**SELECTED PASSAGE**
● ● ● ● ●

I'm with you 100% in this regards. I absolutely LOVE sitting in the little stereo field that exists between my two floor wedges when I'm playing my keyboard rig. While I wish and hope that others might hear some of the different - the bottom line for me is that I love how it sounds - and feel more inspired by it.

 

I too provide PA for most of the gigs I play - and virtually always set my rig up in stereo - even though I don't really do much in terms of actively managing the stereo image.

 

My PA (MixWiz, Yamaha Club V Mains and Subs, QSC2450 power amps) is wired for stereo (i.e., MixWiz L/R outputs into L/R Channels on a QSC245). Granted most "mono" inputs get panned to center ... however, keyboard outputs go into a Yamaha MG12/4FX submixer - with each L and R output of each sound engine (CP300, RD700SX and Motif ES Rack unit) going into a dedicated channel on the submixer - panned hard left and hard right. The L and R output of my MG12/4FX submixer go to a dedicated channels on the MixWiz that are panned hard left and hard right.

● ● ● ● ●

**PROVIDED INFORMATION**

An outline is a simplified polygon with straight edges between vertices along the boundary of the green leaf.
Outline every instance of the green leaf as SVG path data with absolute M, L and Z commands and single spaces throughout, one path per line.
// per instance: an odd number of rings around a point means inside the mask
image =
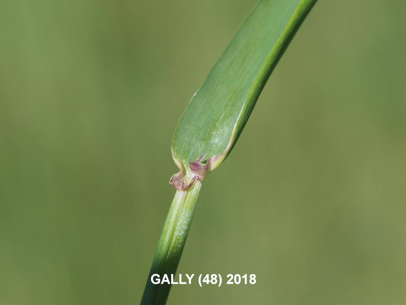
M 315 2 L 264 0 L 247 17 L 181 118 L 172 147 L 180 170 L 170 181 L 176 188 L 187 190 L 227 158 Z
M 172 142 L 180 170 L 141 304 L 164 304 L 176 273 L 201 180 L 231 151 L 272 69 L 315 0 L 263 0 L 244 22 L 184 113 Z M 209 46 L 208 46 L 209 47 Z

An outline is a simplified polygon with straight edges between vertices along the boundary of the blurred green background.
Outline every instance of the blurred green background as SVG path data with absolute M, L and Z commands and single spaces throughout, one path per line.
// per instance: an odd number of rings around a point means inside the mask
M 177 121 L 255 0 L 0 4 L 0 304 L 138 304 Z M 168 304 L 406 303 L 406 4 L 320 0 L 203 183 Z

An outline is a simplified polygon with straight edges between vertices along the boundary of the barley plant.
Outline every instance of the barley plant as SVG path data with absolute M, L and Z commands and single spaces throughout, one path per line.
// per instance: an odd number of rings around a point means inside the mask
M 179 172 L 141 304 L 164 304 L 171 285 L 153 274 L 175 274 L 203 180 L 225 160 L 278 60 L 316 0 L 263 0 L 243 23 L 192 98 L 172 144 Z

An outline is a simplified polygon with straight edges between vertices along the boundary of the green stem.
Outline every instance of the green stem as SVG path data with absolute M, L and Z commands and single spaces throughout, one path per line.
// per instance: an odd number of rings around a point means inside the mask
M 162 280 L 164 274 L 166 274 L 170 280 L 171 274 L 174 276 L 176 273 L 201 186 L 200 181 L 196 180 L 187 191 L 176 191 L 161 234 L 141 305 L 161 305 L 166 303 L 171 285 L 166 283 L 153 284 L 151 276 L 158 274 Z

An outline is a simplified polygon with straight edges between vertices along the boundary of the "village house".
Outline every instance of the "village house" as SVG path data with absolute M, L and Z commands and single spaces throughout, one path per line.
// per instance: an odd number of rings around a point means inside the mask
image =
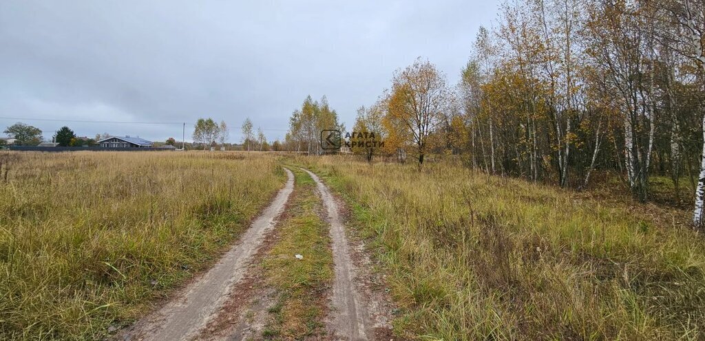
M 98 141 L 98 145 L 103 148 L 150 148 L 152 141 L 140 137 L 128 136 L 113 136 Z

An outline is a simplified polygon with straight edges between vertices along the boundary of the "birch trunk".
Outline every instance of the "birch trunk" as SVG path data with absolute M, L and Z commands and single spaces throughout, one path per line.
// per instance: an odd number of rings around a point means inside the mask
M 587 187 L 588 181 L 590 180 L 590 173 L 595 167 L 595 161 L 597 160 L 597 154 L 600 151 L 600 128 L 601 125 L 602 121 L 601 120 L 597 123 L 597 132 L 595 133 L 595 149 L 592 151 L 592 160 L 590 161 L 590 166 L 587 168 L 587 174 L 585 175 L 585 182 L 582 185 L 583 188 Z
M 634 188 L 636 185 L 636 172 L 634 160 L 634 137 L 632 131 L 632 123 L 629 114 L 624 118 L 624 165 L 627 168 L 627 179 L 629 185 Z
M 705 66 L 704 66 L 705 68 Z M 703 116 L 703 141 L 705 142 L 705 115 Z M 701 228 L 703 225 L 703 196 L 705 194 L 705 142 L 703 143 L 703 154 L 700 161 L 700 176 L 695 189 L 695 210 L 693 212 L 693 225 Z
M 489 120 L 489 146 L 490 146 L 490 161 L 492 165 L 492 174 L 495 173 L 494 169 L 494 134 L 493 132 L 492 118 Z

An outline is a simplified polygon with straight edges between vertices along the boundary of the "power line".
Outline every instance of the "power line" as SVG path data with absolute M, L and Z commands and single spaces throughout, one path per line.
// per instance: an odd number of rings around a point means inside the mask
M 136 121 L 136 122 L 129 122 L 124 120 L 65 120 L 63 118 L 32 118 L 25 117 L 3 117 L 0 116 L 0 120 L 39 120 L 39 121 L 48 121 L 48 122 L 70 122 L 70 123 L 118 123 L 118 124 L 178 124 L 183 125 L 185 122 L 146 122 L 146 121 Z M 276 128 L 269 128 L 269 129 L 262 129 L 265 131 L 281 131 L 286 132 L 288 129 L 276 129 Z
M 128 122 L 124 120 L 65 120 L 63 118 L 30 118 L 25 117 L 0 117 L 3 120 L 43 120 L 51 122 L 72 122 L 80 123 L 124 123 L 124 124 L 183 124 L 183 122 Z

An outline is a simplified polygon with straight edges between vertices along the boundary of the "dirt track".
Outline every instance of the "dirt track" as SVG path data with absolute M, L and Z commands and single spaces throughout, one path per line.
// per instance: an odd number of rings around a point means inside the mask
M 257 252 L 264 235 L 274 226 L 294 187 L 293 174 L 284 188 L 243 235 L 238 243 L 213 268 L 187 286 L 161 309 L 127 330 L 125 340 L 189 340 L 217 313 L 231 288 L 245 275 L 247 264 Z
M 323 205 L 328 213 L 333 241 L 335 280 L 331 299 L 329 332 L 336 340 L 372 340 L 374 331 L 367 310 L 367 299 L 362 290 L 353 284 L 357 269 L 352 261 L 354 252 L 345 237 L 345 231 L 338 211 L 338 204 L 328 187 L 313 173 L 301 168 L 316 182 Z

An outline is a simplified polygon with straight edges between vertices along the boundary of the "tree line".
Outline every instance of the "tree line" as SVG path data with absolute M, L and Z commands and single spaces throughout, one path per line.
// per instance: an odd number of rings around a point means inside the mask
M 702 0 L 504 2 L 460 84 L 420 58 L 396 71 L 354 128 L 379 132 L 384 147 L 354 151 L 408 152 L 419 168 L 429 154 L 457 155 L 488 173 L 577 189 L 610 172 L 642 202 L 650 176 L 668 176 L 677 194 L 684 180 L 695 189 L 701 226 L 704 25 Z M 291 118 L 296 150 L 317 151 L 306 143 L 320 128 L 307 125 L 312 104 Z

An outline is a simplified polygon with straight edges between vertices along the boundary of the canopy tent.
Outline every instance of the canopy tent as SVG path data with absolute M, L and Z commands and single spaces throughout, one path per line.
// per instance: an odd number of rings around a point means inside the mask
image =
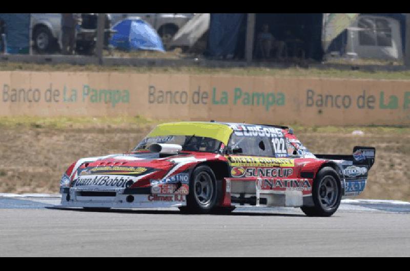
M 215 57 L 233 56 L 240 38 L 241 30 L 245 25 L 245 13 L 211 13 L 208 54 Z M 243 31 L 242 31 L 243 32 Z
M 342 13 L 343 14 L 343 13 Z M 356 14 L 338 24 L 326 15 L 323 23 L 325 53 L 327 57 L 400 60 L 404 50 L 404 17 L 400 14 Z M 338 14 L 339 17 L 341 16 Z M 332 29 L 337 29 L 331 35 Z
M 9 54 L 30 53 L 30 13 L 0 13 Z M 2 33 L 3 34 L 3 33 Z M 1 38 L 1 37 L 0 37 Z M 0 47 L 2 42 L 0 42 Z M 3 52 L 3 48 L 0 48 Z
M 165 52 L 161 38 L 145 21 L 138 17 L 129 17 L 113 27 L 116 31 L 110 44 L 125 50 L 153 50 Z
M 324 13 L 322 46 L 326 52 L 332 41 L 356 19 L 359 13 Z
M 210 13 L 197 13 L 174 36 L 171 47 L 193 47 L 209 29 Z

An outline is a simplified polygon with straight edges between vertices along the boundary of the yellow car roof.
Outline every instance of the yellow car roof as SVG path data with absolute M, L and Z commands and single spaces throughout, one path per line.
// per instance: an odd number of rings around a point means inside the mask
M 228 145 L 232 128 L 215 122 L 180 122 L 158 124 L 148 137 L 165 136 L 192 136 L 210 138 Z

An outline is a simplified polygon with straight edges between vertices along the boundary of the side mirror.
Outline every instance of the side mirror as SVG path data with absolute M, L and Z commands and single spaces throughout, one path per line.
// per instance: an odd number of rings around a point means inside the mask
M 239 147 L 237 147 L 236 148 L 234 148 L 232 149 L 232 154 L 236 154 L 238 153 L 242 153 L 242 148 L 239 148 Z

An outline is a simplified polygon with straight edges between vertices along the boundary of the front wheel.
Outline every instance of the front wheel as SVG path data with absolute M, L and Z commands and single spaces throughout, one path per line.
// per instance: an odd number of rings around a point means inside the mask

● ● ● ● ●

**OBJECTIVES**
1. List the sound engines whose outputs the passage on stereo PA setups says are sent to the submixer.
2. In the records, reproduce the stretch from the line containing "blurred green background." through the line containing "M 177 121 L", swapping "instance" for "occurrence" and leaving everything else as it is.

**TASK-BY-TASK OUTPUTS**
1.
CP300
RD700SX
Motif ES Rack unit

2.
An outline is a simplified polygon with straight edges between vertices along the boundary of the blurred green background.
Outline every occurrence of the blurred green background as SVG path data with absolute M, L and Z commands and single spaces throughout, one path per line.
// per occurrence: an odd number of rings around a point means inside the mask
M 177 121 L 255 0 L 0 4 L 0 304 L 138 304 Z M 168 304 L 406 303 L 406 4 L 320 0 L 203 183 Z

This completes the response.